What the exercise asks = Those lines of the following listing which contain the string "negative" should be returned.

Supplied material =
== Segment start ==

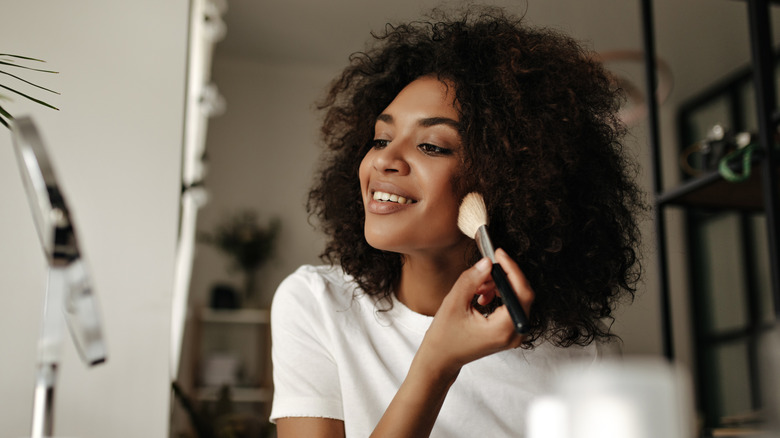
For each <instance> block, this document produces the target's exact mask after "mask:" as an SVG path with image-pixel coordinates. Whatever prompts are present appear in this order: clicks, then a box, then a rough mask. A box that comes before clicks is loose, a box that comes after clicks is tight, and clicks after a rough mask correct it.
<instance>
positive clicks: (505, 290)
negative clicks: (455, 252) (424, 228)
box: [458, 192, 529, 334]
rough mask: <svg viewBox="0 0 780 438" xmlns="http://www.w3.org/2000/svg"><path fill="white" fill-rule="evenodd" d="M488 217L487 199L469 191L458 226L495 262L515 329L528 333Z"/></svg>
mask: <svg viewBox="0 0 780 438" xmlns="http://www.w3.org/2000/svg"><path fill="white" fill-rule="evenodd" d="M487 225H488V218H487V208H485V200H484V199H482V195H480V194H479V193H475V192H472V193H469V194H468V195H466V197H465V198H463V202H461V204H460V210H459V211H458V228H460V230H461V231H462V232H463V234H465V235H467V236H469V237H471V238H472V239H474V240H475V241H476V242H477V247H479V252H481V253H482V256H483V257H487V258H489V259H490V261H491V262H493V269H492V271H491V275H492V276H493V282H494V283H495V284H496V288H497V289H498V292H499V293H500V294H501V299H502V300H503V301H504V304H505V305H506V308H507V310H509V315H510V316H511V317H512V321H513V322H514V323H515V330H516V331H517V333H519V334H524V333H528V329H529V327H528V318H527V317H526V316H525V312H523V308H522V307H521V306H520V300H518V299H517V295H515V291H514V289H512V286H511V285H510V284H509V280H508V279H507V277H506V273H505V272H504V269H503V268H501V265H499V264H498V262H497V261H496V254H495V251H494V249H493V243H492V242H491V241H490V236H489V235H488V232H487Z"/></svg>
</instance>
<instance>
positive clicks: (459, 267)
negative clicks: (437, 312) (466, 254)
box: [396, 251, 469, 316]
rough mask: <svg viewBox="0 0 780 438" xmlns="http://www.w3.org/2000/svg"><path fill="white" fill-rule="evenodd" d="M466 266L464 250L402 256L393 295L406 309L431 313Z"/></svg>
mask: <svg viewBox="0 0 780 438" xmlns="http://www.w3.org/2000/svg"><path fill="white" fill-rule="evenodd" d="M468 268H469V265H468V263H467V261H466V257H465V251H453V252H452V254H451V255H449V256H439V257H428V256H416V257H415V256H409V255H407V256H405V258H404V264H403V267H402V270H401V281H400V283H399V285H398V290H397V291H396V295H397V297H398V300H399V301H400V302H402V303H403V304H404V305H406V307H408V308H409V309H411V310H413V311H415V312H417V313H421V314H423V315H428V316H433V315H435V314H436V311H437V310H439V306H441V302H442V301H443V300H444V297H446V296H447V294H448V293H449V292H450V289H452V286H453V285H454V284H455V281H456V280H457V279H458V277H459V276H460V274H461V273H462V272H463V271H464V270H466V269H468Z"/></svg>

== Segment end ==

Response below =
negative clicks: (455, 252) (424, 228)
negative clicks: (437, 312) (466, 254)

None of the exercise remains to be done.